** begin SOURCE TEXT **
Welcome to the Opt Out Tools (OOT) Machine Learning R&D repository. This repository contains the research and the production code allowing us to build a machine learning model for the automatic detection of online misogyny on Twitter.
A first version of this model is currently in use in the Opt Out browser extension. The extension is currently itself in its alpha version and available for download in the Firefox add-ons library. A data statement of the dataset used for the first version of the model can be found on OOT's website.
Please read the CONTRIBUTING.md file in this repository to know how you can contribute to it.
Quick links:
This repository has two purposes:
- Researching online misogyny automatic detection, i.e. exploring hate speech datasets and experimenting with machine learning algorithms.
- Building a machine learning model for the browser extension based on our research.
** end SOURCE TEXT **
** begin RECORD SET **
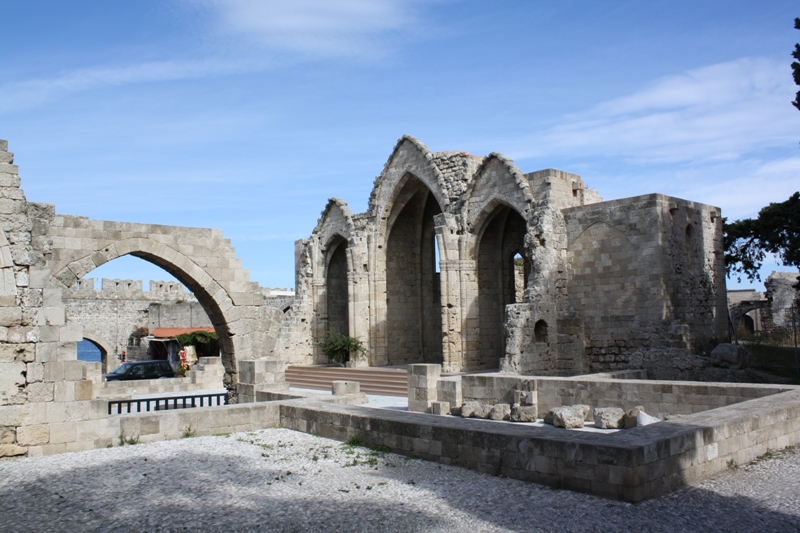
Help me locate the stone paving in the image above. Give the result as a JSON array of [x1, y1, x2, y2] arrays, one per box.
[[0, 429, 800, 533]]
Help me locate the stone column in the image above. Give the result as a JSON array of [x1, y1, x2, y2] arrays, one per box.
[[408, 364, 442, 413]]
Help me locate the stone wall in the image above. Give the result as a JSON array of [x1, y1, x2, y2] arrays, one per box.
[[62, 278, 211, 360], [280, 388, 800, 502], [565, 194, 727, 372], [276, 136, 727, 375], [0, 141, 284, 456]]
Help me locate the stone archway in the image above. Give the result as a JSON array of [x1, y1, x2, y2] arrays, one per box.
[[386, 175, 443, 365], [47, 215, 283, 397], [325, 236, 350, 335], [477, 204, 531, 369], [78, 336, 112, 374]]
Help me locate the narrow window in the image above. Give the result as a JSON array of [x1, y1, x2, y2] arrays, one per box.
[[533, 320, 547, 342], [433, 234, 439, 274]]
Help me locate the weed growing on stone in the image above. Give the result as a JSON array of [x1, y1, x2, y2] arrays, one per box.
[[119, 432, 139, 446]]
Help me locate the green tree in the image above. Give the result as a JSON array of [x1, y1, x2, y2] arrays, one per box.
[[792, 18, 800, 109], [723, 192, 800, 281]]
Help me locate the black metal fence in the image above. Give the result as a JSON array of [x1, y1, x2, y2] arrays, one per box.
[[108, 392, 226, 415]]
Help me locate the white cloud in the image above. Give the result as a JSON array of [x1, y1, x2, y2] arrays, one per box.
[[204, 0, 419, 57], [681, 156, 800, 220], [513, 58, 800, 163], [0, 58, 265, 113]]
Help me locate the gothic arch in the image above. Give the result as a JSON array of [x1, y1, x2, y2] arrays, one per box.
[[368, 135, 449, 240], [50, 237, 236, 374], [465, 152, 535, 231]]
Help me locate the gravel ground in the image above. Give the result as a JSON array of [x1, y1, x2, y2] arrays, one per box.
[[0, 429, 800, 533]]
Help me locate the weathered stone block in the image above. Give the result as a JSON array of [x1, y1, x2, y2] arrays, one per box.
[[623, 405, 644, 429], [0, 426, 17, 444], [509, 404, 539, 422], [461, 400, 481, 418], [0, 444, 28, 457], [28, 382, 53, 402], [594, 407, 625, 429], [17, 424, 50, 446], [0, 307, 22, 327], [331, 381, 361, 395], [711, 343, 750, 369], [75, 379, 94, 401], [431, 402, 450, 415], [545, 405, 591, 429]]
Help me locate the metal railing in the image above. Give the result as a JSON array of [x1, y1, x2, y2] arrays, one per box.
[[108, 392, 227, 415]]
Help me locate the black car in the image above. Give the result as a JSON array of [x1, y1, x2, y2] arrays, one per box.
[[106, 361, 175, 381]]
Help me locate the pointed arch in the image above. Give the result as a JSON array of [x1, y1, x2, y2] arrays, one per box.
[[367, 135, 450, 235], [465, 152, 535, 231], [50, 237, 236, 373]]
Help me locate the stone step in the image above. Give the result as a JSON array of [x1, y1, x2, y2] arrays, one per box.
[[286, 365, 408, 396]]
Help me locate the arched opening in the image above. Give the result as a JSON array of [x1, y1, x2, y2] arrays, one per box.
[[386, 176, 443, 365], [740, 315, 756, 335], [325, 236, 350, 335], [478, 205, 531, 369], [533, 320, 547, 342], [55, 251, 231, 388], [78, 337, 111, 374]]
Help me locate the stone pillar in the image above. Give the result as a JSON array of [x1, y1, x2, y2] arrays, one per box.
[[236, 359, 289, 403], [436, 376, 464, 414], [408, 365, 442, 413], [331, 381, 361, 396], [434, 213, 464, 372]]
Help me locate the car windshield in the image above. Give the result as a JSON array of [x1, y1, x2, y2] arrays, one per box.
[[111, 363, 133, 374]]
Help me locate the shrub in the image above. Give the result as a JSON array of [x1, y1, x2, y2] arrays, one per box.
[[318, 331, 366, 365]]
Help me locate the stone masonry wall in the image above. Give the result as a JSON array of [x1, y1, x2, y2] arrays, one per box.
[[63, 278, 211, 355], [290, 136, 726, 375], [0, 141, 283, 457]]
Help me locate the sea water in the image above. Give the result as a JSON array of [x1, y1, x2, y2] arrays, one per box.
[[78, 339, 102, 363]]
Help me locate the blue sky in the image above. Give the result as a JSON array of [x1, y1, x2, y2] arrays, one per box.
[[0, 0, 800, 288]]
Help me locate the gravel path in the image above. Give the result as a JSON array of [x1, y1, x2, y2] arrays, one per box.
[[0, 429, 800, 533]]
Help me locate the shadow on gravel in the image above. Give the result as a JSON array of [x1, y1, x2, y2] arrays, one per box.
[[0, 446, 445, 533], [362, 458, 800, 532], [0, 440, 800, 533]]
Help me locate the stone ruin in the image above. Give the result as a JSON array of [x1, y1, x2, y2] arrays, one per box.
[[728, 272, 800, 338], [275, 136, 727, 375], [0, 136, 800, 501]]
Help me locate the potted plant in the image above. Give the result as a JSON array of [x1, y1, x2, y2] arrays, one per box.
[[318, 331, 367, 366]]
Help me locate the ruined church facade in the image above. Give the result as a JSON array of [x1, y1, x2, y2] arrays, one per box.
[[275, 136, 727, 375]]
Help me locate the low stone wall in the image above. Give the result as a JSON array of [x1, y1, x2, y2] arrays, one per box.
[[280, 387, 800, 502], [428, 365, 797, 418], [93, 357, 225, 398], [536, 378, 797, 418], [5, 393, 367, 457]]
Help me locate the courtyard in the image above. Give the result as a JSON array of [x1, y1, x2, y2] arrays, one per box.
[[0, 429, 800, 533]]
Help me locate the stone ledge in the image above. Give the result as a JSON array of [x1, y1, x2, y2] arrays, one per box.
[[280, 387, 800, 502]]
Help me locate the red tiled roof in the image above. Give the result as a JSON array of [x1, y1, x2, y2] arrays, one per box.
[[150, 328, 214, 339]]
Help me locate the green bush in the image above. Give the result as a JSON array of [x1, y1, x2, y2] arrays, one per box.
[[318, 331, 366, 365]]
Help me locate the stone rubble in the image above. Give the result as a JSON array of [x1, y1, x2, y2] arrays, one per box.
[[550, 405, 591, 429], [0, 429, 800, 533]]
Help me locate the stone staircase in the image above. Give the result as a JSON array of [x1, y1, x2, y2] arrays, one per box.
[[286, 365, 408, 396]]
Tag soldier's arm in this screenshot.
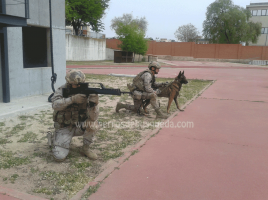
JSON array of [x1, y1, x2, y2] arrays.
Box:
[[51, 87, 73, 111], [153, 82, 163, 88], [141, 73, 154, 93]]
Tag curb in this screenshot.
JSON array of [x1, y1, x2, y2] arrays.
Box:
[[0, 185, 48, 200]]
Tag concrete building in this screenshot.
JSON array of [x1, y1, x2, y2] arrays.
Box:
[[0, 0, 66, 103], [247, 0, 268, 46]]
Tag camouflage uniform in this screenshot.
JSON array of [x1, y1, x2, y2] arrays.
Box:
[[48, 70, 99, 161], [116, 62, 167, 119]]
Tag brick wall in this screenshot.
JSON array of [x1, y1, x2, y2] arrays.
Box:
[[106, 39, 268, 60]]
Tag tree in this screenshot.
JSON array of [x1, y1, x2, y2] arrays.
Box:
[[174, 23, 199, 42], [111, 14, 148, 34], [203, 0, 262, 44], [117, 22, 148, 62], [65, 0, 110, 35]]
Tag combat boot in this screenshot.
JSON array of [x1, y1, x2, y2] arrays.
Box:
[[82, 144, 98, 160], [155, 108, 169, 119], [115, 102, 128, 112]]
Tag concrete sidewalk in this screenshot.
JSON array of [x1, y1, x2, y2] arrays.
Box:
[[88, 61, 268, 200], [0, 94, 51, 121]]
** end RECORD SET **
** begin RECORD SET **
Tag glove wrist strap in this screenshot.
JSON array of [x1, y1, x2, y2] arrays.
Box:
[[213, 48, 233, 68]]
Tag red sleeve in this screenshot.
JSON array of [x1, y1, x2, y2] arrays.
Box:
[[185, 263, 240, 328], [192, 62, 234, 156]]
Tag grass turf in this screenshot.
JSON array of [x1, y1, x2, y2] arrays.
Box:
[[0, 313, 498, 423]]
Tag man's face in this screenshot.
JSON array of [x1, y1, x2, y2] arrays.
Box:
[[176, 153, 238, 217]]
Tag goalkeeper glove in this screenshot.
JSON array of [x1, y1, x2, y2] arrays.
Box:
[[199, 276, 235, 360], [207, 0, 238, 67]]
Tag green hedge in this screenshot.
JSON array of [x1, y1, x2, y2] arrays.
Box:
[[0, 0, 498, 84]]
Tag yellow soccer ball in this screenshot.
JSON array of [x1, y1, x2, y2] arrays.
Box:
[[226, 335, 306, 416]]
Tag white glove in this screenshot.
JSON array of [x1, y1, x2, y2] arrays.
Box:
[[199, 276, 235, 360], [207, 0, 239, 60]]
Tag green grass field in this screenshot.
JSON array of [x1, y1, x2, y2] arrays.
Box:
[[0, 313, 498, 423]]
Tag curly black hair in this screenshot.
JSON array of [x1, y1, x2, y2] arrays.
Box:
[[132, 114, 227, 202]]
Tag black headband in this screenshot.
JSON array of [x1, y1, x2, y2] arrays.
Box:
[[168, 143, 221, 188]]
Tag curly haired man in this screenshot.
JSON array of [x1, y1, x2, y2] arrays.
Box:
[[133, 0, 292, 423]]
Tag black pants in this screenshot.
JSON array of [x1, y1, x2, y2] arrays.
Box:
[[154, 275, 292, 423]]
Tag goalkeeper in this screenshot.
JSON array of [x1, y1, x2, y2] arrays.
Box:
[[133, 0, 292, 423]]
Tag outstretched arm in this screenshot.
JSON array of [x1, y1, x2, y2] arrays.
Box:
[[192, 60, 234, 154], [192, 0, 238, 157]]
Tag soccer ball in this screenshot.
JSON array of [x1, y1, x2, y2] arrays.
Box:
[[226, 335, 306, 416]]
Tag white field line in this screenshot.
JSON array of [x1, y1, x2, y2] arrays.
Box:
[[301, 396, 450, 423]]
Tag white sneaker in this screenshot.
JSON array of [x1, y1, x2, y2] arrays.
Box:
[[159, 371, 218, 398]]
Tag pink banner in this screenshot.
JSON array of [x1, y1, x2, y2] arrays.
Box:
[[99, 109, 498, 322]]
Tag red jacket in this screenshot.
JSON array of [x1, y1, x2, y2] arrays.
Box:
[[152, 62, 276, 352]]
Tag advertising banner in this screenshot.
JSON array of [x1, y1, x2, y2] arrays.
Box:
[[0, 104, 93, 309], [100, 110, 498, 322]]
** end RECORD SET **
** begin RECORD SET **
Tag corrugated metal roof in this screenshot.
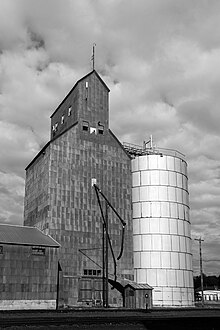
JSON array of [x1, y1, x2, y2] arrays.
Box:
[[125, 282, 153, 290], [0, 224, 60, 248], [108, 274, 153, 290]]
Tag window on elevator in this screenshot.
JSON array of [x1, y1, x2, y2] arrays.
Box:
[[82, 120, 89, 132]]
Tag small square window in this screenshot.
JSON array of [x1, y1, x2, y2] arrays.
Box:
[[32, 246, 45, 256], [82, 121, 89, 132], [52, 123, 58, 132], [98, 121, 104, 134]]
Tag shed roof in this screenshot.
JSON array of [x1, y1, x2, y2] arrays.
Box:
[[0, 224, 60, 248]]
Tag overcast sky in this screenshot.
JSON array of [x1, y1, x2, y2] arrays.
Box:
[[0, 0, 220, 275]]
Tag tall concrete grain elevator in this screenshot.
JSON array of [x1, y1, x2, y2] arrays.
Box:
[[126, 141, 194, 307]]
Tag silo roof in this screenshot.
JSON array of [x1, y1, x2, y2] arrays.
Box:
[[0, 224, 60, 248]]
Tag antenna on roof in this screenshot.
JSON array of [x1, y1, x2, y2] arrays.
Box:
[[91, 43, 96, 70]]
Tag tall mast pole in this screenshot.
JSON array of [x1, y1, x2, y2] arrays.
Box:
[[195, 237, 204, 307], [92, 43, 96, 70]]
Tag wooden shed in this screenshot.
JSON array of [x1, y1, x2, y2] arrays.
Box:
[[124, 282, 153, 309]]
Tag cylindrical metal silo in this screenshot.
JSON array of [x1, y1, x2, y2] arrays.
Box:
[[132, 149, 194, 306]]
** end RECORD SET **
_WORK TO COMPLETE_:
[1] In the Opt Out Tools repository description, rewrite the paragraph beginning "A first version of this model" as a short bulleted list that keeps its main facts.
[2] According to the Opt Out Tools repository description, where can the browser extension be downloaded?
[3] Go on with the Opt Out Tools repository description from the point where it ends.

_RESULTS_:
[1]
- A first version of the model is in use in the Opt Out browser extension.
- The extension is in its alpha version and can be downloaded from the Firefox add-ons library.
- A data statement for the dataset behind this first model version is on OOT's website.

[2] In the Firefox add-ons library.

[3]
├── .circleci <- Folder containing the CircleCI configuration file for this repository.
├── .github/ISSUE_TEMPLATE <- Folder containing templates to create different types of issues for this
│ repository.
├── data <- Folder for copying the OOT dataset and for documenting other datasets that
│ tackle the problem of misogyny/hate speech and their labeling process.
├── docs <- Folder containing the files necessary to produce documentation with
│ Sphinx.
├── models <- Folder for saving trained and serialized models fit for production.
├── notebooks <- Folder for saving Jupyter notebooks.
├── reports <- Folder for saving reports generated with Sphinx (HTML, PDF,
│ LaTeX, etc.).
├── src <- Folder containing the source code to train models. The source code currently
│ │ runs preprocessing pipelines, error analysis scripts and acceptance criteria
│ │ scripts.
│ └── text <- Folder containing the utility modules for text processing in the pipeline.
├── stages <- Folder containing the files necessary to run the machine learning pipeline.
├── tests <- Folder for saving tests for the machine learning pipeline to make sure that
│ the source code works as expected.
├── .flake8 <- Linter file necessary to format code to the OOT standards.
├── .pre-commit-config.yaml <- List of the scripts run at the pre-commit stage.
├── .pylintrc <- Linter file necessary to format code to the OOT standards.
├── CONTRIBUTING.md <- Instructions on how to contribute to this repository.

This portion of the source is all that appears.